What to do:
a. Answer these questions from the quarterly results remarks:
(i) What was the motorhome backlog, and how much was it up year over year?
(ii) How much revenue from Smeal sales did the ER segment report?
(iii) What was the Smeal backlog?
b. Write what comes next in the quarterly results remarks, continuing after their final sentence.

Our backlog experienced strong growth, up 17.1% to $26.7 million compared to $22.8 million in the first quarter, reflecting market share gains, which will drive sales in the second half of the year. On a year-over-year basis, our motorhome backlog is up 131% to $25.8 million versus $11.2 million in the prior year.
Please turn to Slide 12 in the ER segment. Revenue was up 54.2% to $80.8 million from $52.4 million due to the $30 million of sales from Smeal, as I mentioned earlier. This increase was offset by slightly lower shipments from our base business compared to last year as we continue to focus on profitable sales. Adjusted EBITDA loss declined $400,000 to $700,000 from an adjusted EBITDA loss of $300,000 a year ago, primarily due to increased health care costs of approximately $1 million or $0.03 per share. This loss was offset by improved vehicle mix, increased labor and manufacturing productivity, material efficiencies and lower warranty costs. Adjusted EBITDA a year ago included a $1.7 million charge for a legacy product recall.
Adjusted EBITDA margin declined 30 basis points to negative 0.8%, which reflects the increased health care costs we experienced. On a sequential basis, margin improved 80 basis points, driven by S-180 volumes and a more profitable sales mix.
Backlog remained essentially unchanged at $215 million compared to the first quarter, and our Smeal backlog was $78 million.

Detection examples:
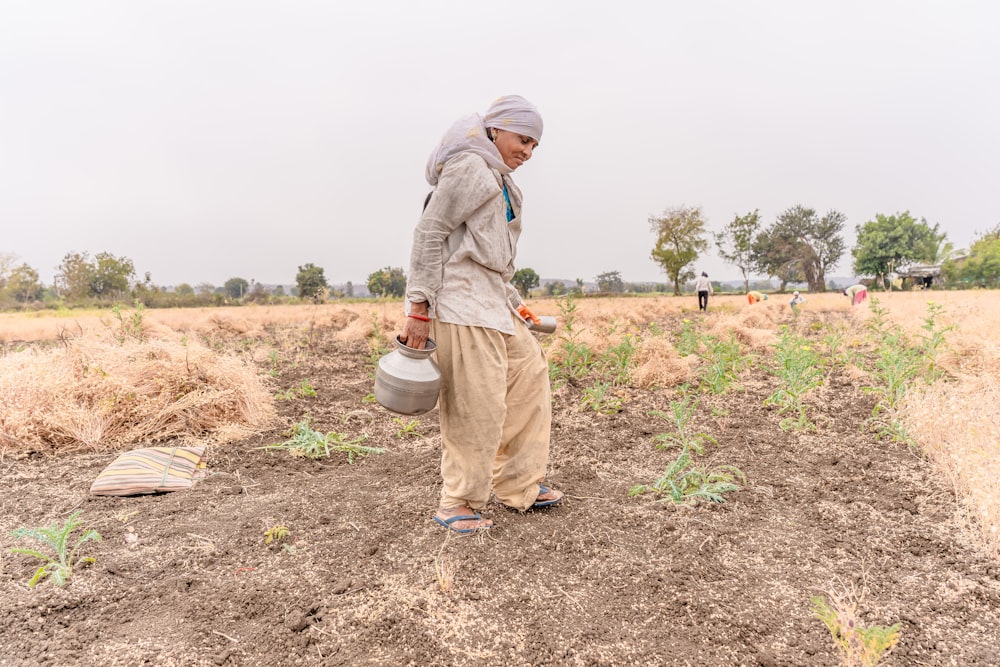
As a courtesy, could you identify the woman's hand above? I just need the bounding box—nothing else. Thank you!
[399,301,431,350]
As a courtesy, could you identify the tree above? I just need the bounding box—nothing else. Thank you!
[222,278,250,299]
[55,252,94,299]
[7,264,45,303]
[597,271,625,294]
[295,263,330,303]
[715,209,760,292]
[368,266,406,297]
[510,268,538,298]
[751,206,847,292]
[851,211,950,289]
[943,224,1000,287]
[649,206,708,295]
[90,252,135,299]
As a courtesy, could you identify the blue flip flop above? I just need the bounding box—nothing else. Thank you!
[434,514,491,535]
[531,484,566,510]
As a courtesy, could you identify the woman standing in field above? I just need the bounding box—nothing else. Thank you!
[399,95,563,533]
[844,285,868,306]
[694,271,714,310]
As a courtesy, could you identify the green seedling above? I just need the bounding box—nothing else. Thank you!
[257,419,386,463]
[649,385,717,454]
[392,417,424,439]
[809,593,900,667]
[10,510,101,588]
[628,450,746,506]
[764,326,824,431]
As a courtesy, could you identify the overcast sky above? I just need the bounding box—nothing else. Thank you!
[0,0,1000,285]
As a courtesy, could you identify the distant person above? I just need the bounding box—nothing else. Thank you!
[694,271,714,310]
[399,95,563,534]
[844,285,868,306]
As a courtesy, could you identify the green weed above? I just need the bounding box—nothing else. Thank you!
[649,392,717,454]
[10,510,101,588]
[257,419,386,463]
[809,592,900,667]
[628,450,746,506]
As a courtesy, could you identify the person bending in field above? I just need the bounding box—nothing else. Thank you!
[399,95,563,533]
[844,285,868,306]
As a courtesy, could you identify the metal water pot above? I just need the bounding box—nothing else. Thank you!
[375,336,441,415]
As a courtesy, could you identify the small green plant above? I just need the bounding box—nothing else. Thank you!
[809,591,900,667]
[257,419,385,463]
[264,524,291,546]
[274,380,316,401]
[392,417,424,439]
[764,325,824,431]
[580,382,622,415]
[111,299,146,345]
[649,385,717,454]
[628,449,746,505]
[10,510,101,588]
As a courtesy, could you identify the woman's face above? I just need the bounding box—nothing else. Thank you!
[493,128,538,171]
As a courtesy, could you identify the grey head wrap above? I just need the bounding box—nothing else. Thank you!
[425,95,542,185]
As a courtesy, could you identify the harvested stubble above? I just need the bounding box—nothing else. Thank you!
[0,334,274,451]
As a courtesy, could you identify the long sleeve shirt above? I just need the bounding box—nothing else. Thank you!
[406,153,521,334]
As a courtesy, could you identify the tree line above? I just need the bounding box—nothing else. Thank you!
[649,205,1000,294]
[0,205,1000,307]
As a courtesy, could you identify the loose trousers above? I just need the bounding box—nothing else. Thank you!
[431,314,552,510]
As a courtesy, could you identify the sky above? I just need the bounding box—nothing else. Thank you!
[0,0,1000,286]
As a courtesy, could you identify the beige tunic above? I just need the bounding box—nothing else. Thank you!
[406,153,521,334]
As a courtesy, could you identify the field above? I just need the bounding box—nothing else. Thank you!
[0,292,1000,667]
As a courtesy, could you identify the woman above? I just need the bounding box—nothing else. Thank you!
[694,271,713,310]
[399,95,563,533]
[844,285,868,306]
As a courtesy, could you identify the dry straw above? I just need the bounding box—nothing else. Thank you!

Answers below:
a.
(i) $25.8 million, up 131% from $11.2 million in the prior year.
(ii) $30 million.
(iii) $78 million.

b.
Turning to our balance sheet on Slide 13. You'll see cash on hand was $21.2 million, which reflects a $10 million payment on our revolver, which reduces our acquisition-related debt to $22.8 million from $32.8 million in the first quarter. Inventory at the end of the second quarter was $88.4 million. And if you exclude the Smeal inventory, the business ended the quarter at $59 million, which represents the lowest second quarter inventory balance since 2012. Smeal inventory at quarter end was down nearly $33 million or 53% from $63 million at the acquisition closing date on January 1.
If you turn to Slide 14, we'll now discuss our outlook for the remainder of 2017. In the second half of the year, we expect to see year-over-year revenue growth driven by last-mile vehicle delivery orders, including Reach and walk-in vans, Class A motorhomes and the production ramp-up of the new Isuzu F-Series.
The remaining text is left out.